* [EXTRACTED TEXT]:
──────────

Faith’s “class-room” was Director Leo McCarey’s former office in the Hughes Productions building on Romaine Street in Hollywood—a fabulous Ziegfeldian setting with a magnificent oversized desk, assorted telephones, a record player, a radio, and even a bar—for which they could find no educational use. “You could have put on ‘Joan of Arc’ in there,” her diction coach then, Robert Paris, agrees, adding—“and Faith would be good in that too. She has a deep talent, a certain exciting dramatic quality the great actresses of all time have had—Ethel Barrymore, Bernhardt and Duse.”

To Robert Paris, who coached Rita Hayworth and Ina Claire, among many others,



Howard Hughes entrusted the painstaking job of correcting Faith’s speech impediment. The problem was to build up the muscles in her lower lip and tongue. For six months Paris prescribed using an ordinary tongue depressor. When held underneath the tongue this forced the tongue higher in the mouth, helped in the pronunciation of troublesome “S’s,” “Li’s,” “N’s,” “T’s,” “D’s,” and “Z’s.” Taking a deep-carpeted stance for two hours at a time Faith would hold the depresser under her tongue while she read scripts and poetry.

Later she learned to read with a cork held round-wise in her mouth to relax her jaw and build up her lower lip’s strength. After this there followed weeks when she read lines with a toothpick across her eyeteeth. If the muscles didn’t work correctly the toothpick broke. There were times when it did, But at last—it didn’t—and Faith’s lisp had disappeared.

──────────

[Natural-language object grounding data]
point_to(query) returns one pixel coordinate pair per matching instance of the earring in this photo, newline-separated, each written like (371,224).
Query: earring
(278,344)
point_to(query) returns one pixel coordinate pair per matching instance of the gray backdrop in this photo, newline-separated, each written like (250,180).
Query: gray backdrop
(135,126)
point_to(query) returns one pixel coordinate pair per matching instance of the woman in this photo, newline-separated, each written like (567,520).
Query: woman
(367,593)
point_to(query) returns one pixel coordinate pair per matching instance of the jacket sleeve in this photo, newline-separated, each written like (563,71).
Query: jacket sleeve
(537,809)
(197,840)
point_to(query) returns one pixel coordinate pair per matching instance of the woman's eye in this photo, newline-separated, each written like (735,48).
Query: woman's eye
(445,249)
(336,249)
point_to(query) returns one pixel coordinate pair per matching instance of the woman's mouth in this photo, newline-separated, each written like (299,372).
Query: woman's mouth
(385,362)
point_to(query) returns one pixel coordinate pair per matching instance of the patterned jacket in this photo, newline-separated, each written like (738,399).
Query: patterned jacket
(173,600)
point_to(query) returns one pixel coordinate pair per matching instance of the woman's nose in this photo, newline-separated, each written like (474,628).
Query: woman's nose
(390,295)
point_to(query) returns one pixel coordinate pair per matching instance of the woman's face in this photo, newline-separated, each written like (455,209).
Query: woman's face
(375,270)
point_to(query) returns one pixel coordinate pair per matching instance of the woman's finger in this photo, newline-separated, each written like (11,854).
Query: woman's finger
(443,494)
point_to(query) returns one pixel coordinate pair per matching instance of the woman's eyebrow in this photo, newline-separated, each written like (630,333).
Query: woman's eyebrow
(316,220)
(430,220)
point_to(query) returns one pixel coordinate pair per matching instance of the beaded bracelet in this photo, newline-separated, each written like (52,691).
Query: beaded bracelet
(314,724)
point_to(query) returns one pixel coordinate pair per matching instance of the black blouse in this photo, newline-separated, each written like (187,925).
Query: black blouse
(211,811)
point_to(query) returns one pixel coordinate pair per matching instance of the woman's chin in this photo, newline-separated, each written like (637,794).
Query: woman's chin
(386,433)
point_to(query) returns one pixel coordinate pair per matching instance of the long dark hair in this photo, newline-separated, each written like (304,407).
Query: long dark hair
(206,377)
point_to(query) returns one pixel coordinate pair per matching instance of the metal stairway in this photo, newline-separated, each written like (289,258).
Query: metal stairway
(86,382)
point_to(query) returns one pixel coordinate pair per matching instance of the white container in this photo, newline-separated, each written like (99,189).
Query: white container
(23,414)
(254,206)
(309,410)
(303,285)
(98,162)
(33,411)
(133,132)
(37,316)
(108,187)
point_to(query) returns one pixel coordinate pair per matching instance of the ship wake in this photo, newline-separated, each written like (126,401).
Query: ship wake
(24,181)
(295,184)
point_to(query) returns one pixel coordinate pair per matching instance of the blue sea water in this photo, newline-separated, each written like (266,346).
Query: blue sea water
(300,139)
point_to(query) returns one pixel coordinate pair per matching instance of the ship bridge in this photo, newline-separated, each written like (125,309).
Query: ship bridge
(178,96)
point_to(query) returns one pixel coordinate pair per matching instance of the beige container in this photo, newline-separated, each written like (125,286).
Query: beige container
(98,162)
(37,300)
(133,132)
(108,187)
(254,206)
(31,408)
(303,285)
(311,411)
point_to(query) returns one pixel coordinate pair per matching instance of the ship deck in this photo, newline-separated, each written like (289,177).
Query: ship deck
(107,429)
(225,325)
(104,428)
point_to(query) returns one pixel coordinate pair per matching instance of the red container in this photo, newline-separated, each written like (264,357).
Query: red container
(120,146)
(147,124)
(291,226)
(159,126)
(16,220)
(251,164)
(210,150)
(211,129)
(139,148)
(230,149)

──────────

* [WHAT YOU WILL DO]:
1. In the excerpt on Faith's speech training, how long did Paris have her use the tongue depressor?
2. Rewrite the paragraph of the excerpt on Faith's speech training that begins "Later she learned to read with a cork" as a short list, keeping its main facts.
3. Based on the excerpt on Faith's speech training, answer yes or no for each statement, and quote the words that decide it:
(a) Faith's classroom contained a record player.
(b) Faith held the tongue depressor in place for two hours at a time.
(c) Faith held the toothpick between her front teeth.
None of the work here draws on the listing.

* [TASK SOLUTIONS]:
1. For six months.

2.
- She read with a cork held round-wise in her mouth to relax her jaw and strengthen her lower lip.
- For weeks after that, she read lines with a toothpick across her eyeteeth.
- If the muscles didn't work correctly, the toothpick broke, and at times it did.
- Eventually it stopped breaking, and her lisp was gone.

3.
(a) Yes: "a record player"
(b) Yes: "Taking a deep-carpeted stance for two hours at a time Faith would hold the depresser under her tongue"
(c) No: "a toothpick across her eyeteeth"